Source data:
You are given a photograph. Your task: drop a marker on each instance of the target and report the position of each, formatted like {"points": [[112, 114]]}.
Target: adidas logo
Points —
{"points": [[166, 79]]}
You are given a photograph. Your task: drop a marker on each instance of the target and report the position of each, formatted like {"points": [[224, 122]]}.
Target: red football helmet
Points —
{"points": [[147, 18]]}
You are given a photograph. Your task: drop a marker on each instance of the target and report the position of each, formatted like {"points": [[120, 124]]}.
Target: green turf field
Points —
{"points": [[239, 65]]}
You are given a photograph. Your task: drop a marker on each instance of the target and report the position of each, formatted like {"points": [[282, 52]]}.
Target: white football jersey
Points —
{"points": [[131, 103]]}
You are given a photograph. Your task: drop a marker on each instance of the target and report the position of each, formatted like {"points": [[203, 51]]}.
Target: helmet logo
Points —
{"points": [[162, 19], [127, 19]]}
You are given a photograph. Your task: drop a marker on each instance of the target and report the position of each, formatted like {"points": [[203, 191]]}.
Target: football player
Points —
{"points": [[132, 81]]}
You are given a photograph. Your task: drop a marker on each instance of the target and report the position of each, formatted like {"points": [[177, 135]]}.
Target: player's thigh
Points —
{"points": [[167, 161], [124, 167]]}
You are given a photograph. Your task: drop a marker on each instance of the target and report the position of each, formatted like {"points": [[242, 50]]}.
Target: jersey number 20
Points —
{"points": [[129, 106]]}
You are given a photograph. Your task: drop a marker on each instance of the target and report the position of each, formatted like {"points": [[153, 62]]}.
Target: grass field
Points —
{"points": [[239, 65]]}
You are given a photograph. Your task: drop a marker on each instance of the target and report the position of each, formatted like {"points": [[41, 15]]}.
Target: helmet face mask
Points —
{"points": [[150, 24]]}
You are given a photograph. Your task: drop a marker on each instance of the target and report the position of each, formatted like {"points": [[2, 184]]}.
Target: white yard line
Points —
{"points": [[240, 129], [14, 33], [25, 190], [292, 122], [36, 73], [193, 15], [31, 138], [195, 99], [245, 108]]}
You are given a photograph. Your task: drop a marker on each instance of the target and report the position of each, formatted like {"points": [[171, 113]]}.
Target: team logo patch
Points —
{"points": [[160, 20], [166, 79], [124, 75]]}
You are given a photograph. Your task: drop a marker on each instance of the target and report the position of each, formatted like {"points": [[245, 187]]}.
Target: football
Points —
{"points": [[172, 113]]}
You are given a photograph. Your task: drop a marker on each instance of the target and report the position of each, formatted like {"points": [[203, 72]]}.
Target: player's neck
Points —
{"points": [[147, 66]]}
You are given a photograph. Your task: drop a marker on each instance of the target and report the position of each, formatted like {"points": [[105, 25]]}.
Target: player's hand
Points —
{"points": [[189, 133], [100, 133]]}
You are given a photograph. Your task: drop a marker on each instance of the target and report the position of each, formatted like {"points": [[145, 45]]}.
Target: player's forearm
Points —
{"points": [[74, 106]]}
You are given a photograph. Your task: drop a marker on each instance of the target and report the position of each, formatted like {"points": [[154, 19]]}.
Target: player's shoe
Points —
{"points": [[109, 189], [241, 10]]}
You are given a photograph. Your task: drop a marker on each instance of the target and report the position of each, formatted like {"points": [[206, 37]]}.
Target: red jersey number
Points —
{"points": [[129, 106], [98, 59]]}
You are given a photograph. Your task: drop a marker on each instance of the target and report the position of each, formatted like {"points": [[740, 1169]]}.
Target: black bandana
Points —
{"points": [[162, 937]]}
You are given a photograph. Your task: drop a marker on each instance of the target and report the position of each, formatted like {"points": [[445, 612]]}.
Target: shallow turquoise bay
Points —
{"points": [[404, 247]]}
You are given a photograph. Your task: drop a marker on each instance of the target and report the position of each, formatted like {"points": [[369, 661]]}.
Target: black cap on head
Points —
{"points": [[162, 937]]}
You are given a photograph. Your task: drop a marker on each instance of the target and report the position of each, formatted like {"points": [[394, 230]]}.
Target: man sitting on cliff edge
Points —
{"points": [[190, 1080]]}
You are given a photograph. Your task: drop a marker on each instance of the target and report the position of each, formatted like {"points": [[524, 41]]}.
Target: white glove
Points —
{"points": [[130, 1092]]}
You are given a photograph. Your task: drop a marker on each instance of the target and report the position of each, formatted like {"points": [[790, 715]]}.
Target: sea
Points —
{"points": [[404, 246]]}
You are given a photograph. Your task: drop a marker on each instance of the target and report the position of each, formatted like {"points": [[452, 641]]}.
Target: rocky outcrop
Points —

What the task requires: Counting only lines that hold the word "jersey", state how many there are in the data. Write the number alone.

Your response: 3